Page text
▼

The fact that we are alive is all we have. We exist individually and as a species for just a brief moment on the planet we call earth whose age is almost beyond our comprehension.

Postulating an existence beyond this life further complicates how we interpret our conscious existence. Martyrdom is the antithesis of self-defense, but so is altruistically sacrificing one’s life to save another.

Everything we own, people we know, our ancestors and posterity, real and imagined, are part of our brief trip through life. Most of us will do everything possible to preserve our lives.

image of Byzantine-era mosaic of gazelle in Caesarea, Israel

Byzantine-era mosaic of a gazelle in Caesarea, Israel

Other living beings also do everything possible within the limits of their physical abilities to stay alive. Gazelles can run in bursts as fast as 60 mph as they try to outrun a pursuing carnivore that depends on catching the gazelle for food to stay alive. Gazelles eat grass and run to stay alive. Lions run to catch and eat gazelles to stay alive. All plants and animals that survive in their environment have developed survival mechanisms to keep them alive long enough to reproduce.

Humans are not alone in banding together to help each other survive. Animals hunt cooperatively in packs for food.  Water Buffalo and Wildebeests defend the herd with their formidable horns. Chimpanzees and monkeys cooperate on many levels to find food and defend each other.

Humans are not alone in defending one-another at the peril their own lives, but humans do appear to be alone among living things when they invent language and words to express intangible ideas like rights, natural rights, natural law, social contracts, constitutional law, statuary law, common law, and regulatory law. Humans hold the law of the jungle in disdain until they couch it in terms like natural law. The law of the jungle sounds harsh. Natural law sounds like the words of an enlightened philosopher. But the law of the jungle clearly allows for both self-defense and the common defense. And so does natural law. They are the same.

Natural Rights

Political theorists and philosophers have long argued that human beings have natural rights. Thomas Hobbs was one such philosopher who stated in his work, Leviathan, that individual humans have a natural right to survive but unless there were some kind of government to protect them life would be “solitary, poor, nasty, brutish, and short.” A gazelle may agree.

Image of Thomas Paine

Portrait of Thomas Paine

Thomas Paine was a philosopher, political theorist, and influential voice in the American Revolution.  He wrote a clear definition of natural rights when he said. “Natural rights are those which appertain to man in right of his existence.” He went on to say, ” Of this kind are all the intellectual rights, or rights of the mind, and also all those rights of acting as an individual for his own comfort and happiness, which are not injurious to the natural rights of others.”

Paine defined civil rights as those, “which appertain to man in right of his being a member of society. Every civil right has for its foundation, some natural right preexisting in the individual, but to the enjoyment of which his individual power is not, in all cases, sufficiently competent. Of this kind are all those which relate to security and protection.”

▲

[Records of labeled regions]
▼

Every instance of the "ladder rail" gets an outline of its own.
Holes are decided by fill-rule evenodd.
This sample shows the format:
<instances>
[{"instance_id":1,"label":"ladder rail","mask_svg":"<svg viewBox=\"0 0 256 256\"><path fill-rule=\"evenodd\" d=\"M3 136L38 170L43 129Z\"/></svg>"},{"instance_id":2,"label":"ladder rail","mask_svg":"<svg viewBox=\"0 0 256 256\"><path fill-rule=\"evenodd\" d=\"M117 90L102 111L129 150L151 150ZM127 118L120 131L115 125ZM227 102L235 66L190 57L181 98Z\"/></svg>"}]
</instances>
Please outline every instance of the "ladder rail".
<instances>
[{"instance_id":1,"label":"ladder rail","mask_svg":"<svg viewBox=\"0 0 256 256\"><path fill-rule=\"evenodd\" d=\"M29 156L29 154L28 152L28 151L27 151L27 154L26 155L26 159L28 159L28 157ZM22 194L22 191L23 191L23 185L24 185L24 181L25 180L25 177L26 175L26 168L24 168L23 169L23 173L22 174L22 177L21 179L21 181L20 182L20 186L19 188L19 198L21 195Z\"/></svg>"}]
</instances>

▲

The request
Transcribe the essay on natural rights between "Byzantine-era mosaic of a" and "enough to reproduce.", inclusive. These entries stand apart from the essay on natural rights.

Reply
Byzantine-era mosaic of a gazelle in Caesarea, Israel

Other living beings also do everything possible within the limits of their physical abilities to stay alive. Gazelles can run in bursts as fast as 60 mph as they try to outrun a pursuing carnivore that depends on catching the gazelle for food to stay alive. Gazelles eat grass and run to stay alive. Lions run to catch and eat gazelles to stay alive. All plants and animals that survive in their environment have developed survival mechanisms to keep them alive long enough to reproduce.